WHAT IS ASKED: Retype the section of the cellmate passage that opens with the words containing "For light reading" and closes with "notices, and PSIs.", keeping every word and mark unchanged.

DOCUMENT TEXT:
You Got Nothing Coming Read online

Page 9


  For light reading pleasure he studies the humor page of Reader's Digest, lips moving, inching toward the jokes. Then he insists on my reading them aloud to him and gets insulted when I don't join his laughter. He can "read" (from years of rote memorization) arrest warrants, conviction notices, and PSIs.

  "Yogee! I ain't lookin' to get up in your business or nothin', but what kind of name is Lerner?" This query drifts up like poison gas from the bottom tray, where Kansas is perusing one of his rags.

  Of course, I tell him it's a fine old German name, probably German-Irish.

  "Scandalous, O.G.! You're all right. So… Lerner— kind of like Wernher, right?"

  "Exactly! We were practically cousins with Wernher von Braun, the Nazi rocket scientist."

  "Straight-up business? On your skin, bro?"

  "On my skin." This temporarily puts the Jewish Question to rest in cell 47 of the Fish Tank. Swearing on one's white skin is sacred to Kansas. Carries more credibility than swearing on a truckload of Bibles. Or on one's mother's eyes.

DATASET ROWS:
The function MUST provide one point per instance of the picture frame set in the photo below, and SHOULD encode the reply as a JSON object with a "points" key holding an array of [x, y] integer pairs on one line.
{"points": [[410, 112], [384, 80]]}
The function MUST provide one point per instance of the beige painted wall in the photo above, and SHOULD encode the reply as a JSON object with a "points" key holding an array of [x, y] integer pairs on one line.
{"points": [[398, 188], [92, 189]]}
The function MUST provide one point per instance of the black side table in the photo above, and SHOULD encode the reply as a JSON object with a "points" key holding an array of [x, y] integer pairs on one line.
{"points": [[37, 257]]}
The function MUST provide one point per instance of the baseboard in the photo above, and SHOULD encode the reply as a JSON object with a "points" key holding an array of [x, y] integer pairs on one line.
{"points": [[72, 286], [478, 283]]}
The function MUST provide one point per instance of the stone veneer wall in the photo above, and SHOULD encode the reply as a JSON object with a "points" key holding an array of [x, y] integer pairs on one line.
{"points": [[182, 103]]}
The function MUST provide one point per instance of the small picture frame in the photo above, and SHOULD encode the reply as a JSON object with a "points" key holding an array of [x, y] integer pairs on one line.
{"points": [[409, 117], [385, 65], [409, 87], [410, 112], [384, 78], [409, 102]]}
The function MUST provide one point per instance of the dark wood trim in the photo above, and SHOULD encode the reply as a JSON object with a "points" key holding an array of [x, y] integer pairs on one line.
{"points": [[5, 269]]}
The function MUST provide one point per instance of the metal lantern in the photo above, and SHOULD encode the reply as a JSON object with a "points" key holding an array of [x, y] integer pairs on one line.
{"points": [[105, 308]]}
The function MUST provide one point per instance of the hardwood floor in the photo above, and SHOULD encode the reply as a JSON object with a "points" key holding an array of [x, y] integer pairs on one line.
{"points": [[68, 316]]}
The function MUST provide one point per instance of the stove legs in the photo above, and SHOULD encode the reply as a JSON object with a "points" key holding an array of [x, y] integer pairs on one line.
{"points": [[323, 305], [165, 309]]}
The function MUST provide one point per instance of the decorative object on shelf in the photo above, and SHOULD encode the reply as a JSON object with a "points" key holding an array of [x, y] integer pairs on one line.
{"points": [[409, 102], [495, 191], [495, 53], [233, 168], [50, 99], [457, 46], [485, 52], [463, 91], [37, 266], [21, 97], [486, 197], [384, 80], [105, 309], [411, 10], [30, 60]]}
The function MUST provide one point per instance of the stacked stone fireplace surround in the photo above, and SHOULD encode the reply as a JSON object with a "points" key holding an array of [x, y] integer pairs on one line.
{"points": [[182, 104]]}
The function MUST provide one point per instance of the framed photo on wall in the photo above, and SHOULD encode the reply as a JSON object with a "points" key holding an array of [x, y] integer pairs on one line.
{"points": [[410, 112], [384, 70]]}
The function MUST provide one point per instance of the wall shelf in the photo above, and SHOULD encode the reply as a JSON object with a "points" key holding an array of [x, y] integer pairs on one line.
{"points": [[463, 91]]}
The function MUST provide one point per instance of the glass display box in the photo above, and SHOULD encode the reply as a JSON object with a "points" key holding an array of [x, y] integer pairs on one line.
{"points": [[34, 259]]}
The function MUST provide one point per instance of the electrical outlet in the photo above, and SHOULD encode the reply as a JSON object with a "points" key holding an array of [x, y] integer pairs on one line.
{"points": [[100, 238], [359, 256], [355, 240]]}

THE ANSWER:
For light reading pleasure he studies the humor page of Reader's Digest, lips moving, inching toward the jokes. Then he insists on my reading them aloud to him and gets insulted when I don't join his laughter. He can "read" (from years of rote memorization) arrest warrants, conviction notices, and PSIs.